Sampai di suatu malam (yang aku lupa apakah itu musim hujan atau kemarau di mana cuaca tetap begitu gerah) total penggalangan dana yang kami harapkan tidak sesuai ekspektasi. Aku mencengkeram erat rambut-rambut keritingku. Seolah ingin menjerabutnya dan mengubahnya menjadi pundi-pundi emas yang bisa menyelamatkan senyum harapan di desa Ban.
Sudah terlintas rasa gagal yang mungkin terjadi. Berkelindan bayangan wajah-wajah anak-anak, para nenek dan kakek, serta semua penduduk yang sudah penuh harap akan kehadiran air untuk kehidupan mereka. “Apakah dengan dana segini program ini akan berjalan?” tanyaku lagi. Namun sepertinya penduduk malam pun ikut hening. Ngingggg!

- _Petunjuk Tugas_:
a - Sebutkan semua kelompok orang yang wajahnya terbayang oleh pencerita dalam cerita tentang penggalangan dana untuk desa Ban, pada kalimat yang diawali "Berkelindan bayangan".
b - Tuliskan ulang tanpa perubahan bagian cerita tentang penggalangan dana untuk desa Ban, mulai dari "Sampai di suatu" sampai dengan "di desa Ban.".
c - Lanjutkan cerita tentang penggalangan dana untuk desa Ban mulai dari kalimat terakhir yang tercantum.
Data di bawah ini diambil dari sumber yang berbeda.

- _Data yang Disediakan_:

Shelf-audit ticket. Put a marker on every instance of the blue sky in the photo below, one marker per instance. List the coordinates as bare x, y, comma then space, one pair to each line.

- _Jawaban Tiap Tugas_:
a - anak-anak; para nenek dan kakek; semua penduduk

b -
Sampai di suatu malam (yang aku lupa apakah itu musim hujan atau kemarau di mana cuaca tetap begitu gerah) total penggalangan dana yang kami harapkan tidak sesuai ekspektasi. Aku mencengkeram erat rambut-rambut keritingku. Seolah ingin menjerabutnya dan mengubahnya menjadi pundi-pundi emas yang bisa menyelamatkan senyum harapan di desa Ban.

c -
Terombang-ambing dalam kegamangan, sebuah notifikasi muncul. Lentera dalam diriku yang sempat padam, muncul kembali. Tepat ketika pengalangan dana di kitabisa.com tutup. Seseorang dari sebuah yayasan dari luar daerah Bali mengirimkan donasi sebesar tiga puluh juta. Dan itu menyalakan kembali lentera diriku yang hampir padam. Program SAUS (Sumber Air Untuk Sesama) untuk PHBS (Perilaku Hidup Bersih dan Sehat) berjalan sebagaimana mestinya, bahkan jauh lebih dari apa yang kubayangkan.
Kini aku bisa menyaksikan wajah-wajah mereka yang layu, bisa terukir senyum merona. Dari lentera yang kupikir harus menggunakan api (rencana bedah rumah), nyatanya lentera itu bisa menyala bahkan dengan lawannya. Air.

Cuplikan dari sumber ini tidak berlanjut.